[Records from a data collection]
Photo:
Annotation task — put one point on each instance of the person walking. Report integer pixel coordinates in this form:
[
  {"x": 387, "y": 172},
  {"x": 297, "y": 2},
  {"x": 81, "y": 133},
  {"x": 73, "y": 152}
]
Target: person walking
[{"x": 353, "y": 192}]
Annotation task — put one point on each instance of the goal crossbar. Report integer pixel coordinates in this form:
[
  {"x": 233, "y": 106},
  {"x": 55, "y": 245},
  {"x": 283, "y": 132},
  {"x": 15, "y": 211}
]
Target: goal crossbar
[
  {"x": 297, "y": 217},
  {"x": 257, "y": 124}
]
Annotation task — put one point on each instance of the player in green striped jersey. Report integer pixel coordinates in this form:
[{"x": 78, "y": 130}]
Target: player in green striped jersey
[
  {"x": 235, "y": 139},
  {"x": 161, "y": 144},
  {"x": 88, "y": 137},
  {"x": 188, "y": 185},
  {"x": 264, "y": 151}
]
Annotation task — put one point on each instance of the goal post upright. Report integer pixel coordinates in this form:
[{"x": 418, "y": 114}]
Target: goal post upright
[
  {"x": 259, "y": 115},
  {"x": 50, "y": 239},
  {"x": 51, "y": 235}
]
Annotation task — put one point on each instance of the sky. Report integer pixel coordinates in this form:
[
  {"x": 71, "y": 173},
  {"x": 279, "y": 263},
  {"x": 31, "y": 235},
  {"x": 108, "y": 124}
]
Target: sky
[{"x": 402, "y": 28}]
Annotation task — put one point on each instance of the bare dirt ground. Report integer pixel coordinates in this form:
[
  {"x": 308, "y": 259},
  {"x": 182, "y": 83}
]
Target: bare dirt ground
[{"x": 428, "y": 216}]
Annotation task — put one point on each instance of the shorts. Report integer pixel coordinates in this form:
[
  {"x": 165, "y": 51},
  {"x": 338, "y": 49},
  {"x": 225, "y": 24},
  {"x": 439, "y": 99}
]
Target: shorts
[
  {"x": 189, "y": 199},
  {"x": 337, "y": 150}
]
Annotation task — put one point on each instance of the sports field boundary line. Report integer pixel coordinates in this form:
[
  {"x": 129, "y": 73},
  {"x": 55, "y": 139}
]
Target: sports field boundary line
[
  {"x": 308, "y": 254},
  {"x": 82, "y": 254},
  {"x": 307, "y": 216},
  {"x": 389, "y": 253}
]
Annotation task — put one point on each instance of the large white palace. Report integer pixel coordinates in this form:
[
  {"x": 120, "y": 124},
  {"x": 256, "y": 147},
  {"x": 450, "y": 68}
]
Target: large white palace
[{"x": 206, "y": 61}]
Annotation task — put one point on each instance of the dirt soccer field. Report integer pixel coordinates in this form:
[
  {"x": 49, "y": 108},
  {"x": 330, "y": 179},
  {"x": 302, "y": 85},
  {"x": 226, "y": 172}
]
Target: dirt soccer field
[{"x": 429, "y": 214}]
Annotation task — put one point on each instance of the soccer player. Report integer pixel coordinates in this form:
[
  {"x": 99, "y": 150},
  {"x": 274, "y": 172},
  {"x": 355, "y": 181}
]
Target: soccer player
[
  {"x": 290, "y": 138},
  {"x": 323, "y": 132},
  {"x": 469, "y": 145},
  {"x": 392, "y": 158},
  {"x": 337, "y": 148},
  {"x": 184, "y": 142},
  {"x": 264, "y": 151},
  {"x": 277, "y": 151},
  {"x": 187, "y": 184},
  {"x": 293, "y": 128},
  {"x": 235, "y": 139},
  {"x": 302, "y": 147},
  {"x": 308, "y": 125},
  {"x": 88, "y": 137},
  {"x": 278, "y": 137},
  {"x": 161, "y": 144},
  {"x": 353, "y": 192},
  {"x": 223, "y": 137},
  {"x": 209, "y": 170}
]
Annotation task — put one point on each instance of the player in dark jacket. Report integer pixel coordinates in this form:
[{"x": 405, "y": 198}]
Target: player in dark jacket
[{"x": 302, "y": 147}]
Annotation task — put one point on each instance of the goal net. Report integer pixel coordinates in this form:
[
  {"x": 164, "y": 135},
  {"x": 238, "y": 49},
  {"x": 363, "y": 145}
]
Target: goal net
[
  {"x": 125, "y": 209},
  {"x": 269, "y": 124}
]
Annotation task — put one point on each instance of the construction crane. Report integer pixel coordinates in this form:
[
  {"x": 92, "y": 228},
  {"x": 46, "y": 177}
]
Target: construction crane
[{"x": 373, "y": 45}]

_Task description_:
Copy every entry exactly as it is given.

_Worked solution_:
Photo:
Annotation task — put one point on each instance of the person walking. Report integer pixel coordinates in this form:
[
  {"x": 387, "y": 172},
  {"x": 297, "y": 2},
  {"x": 81, "y": 133},
  {"x": 73, "y": 152}
]
Target: person walking
[{"x": 353, "y": 192}]
Annotation task — put one point on each instance of the goal crossbar. Report integer pixel coordinates in this form:
[
  {"x": 233, "y": 106},
  {"x": 55, "y": 245},
  {"x": 283, "y": 132},
  {"x": 15, "y": 211}
]
Target: goal crossbar
[
  {"x": 297, "y": 217},
  {"x": 257, "y": 124}
]
Annotation task — put one point on each instance of the player in green striped jersey. Report integer pixel coordinates in this form:
[{"x": 78, "y": 130}]
Target: player in green striped jersey
[
  {"x": 235, "y": 139},
  {"x": 161, "y": 144},
  {"x": 88, "y": 137},
  {"x": 188, "y": 185},
  {"x": 264, "y": 151}
]
Annotation task — put one point on each instance of the goal post upright. Report integer pixel coordinates in this form:
[{"x": 418, "y": 114}]
Target: goal post upright
[
  {"x": 259, "y": 115},
  {"x": 50, "y": 239},
  {"x": 51, "y": 235}
]
Annotation task — put one point on each instance of the sky. Report integer pixel coordinates in this form:
[
  {"x": 71, "y": 173},
  {"x": 279, "y": 263},
  {"x": 31, "y": 235},
  {"x": 108, "y": 124}
]
Target: sky
[{"x": 402, "y": 28}]
Annotation task — put one point on each instance of the bare dirt ground. Report integer pixel coordinates in this form:
[
  {"x": 308, "y": 259},
  {"x": 182, "y": 83}
]
Target: bare dirt ground
[{"x": 428, "y": 216}]
Annotation task — put one point on each instance of the shorts. Report integer pixel coordinates in this form:
[
  {"x": 165, "y": 51},
  {"x": 338, "y": 49},
  {"x": 225, "y": 24},
  {"x": 439, "y": 99}
]
Target: shorts
[
  {"x": 189, "y": 199},
  {"x": 337, "y": 150}
]
Annotation task — put one point on each instance of the sports field boundary line. Report integer pixel coordinates in this form:
[
  {"x": 129, "y": 73},
  {"x": 55, "y": 139}
]
Target: sports field boundary line
[
  {"x": 308, "y": 254},
  {"x": 82, "y": 254},
  {"x": 307, "y": 216},
  {"x": 389, "y": 253}
]
Annotation task — put one point on each instance of the large white palace. Report integer pixel coordinates in this form:
[
  {"x": 120, "y": 124},
  {"x": 256, "y": 147},
  {"x": 450, "y": 68}
]
Target: large white palace
[{"x": 206, "y": 61}]
Annotation task — put one point on each instance of the dirt soccer field. Report integer pixel coordinates in this form:
[
  {"x": 49, "y": 108},
  {"x": 330, "y": 179},
  {"x": 302, "y": 85},
  {"x": 226, "y": 172}
]
Target: dirt soccer field
[{"x": 429, "y": 214}]
Annotation task — put one point on each instance of the soccer player. Report integer pixel coordinates in this form:
[
  {"x": 99, "y": 150},
  {"x": 274, "y": 172},
  {"x": 355, "y": 181}
]
Target: soccer player
[
  {"x": 290, "y": 138},
  {"x": 323, "y": 132},
  {"x": 469, "y": 145},
  {"x": 392, "y": 158},
  {"x": 337, "y": 148},
  {"x": 184, "y": 142},
  {"x": 264, "y": 151},
  {"x": 277, "y": 151},
  {"x": 187, "y": 184},
  {"x": 293, "y": 128},
  {"x": 235, "y": 139},
  {"x": 302, "y": 147},
  {"x": 308, "y": 125},
  {"x": 88, "y": 137},
  {"x": 278, "y": 137},
  {"x": 161, "y": 144},
  {"x": 353, "y": 192},
  {"x": 223, "y": 137},
  {"x": 209, "y": 170}
]
Annotation task — put one point on each instance of the player in dark jacket. Report integer pixel coordinates in this form:
[{"x": 405, "y": 198}]
Target: player in dark jacket
[{"x": 302, "y": 147}]
Annotation task — put one point on each instance of the goal net. Report integer pixel coordinates in this form:
[
  {"x": 164, "y": 135},
  {"x": 238, "y": 49},
  {"x": 363, "y": 145}
]
Target: goal net
[
  {"x": 125, "y": 209},
  {"x": 269, "y": 124}
]
Annotation task — put one point on each instance of the construction crane. Report integer pixel coordinates in this form:
[
  {"x": 92, "y": 228},
  {"x": 46, "y": 177}
]
Target: construction crane
[{"x": 373, "y": 45}]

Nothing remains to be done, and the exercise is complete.